--- Problem ---
Only lines holding "painted" are needed; copy each of them from the data below.

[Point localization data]
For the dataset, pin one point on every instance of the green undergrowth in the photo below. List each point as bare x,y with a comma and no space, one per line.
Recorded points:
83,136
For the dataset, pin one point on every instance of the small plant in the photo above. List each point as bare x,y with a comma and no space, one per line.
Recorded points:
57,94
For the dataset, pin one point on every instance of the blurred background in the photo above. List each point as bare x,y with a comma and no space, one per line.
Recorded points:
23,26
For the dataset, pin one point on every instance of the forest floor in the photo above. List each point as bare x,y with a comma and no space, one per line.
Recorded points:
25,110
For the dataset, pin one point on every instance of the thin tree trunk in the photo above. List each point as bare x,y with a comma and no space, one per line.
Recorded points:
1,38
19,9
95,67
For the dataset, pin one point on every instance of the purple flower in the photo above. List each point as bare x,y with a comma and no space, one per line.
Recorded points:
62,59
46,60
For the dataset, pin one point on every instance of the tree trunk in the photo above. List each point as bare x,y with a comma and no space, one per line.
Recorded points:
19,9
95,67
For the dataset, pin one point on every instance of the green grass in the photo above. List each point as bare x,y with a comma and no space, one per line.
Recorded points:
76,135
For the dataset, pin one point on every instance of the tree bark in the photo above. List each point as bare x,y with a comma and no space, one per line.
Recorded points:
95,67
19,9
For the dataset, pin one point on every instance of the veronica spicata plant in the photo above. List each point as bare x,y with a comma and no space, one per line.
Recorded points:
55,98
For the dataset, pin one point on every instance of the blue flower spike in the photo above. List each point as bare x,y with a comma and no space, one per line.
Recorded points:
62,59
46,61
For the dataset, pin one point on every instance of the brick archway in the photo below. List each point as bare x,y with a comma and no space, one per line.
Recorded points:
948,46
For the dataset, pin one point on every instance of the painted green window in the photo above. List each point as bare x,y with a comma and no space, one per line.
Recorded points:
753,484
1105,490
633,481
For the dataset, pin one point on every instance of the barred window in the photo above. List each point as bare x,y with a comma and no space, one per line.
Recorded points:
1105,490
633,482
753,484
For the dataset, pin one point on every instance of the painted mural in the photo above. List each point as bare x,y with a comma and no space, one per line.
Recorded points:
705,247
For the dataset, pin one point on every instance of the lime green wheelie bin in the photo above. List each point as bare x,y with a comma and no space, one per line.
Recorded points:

--- Output of the task ---
For the dataset, pin one point on every instance of the painted green window in the photo above. List each point as bare x,y with a comma and no space, one per line.
For the dataset, pin one point on every instance of the painted mural in the photo above. List each point as bare x,y with a comma and no space, one per line.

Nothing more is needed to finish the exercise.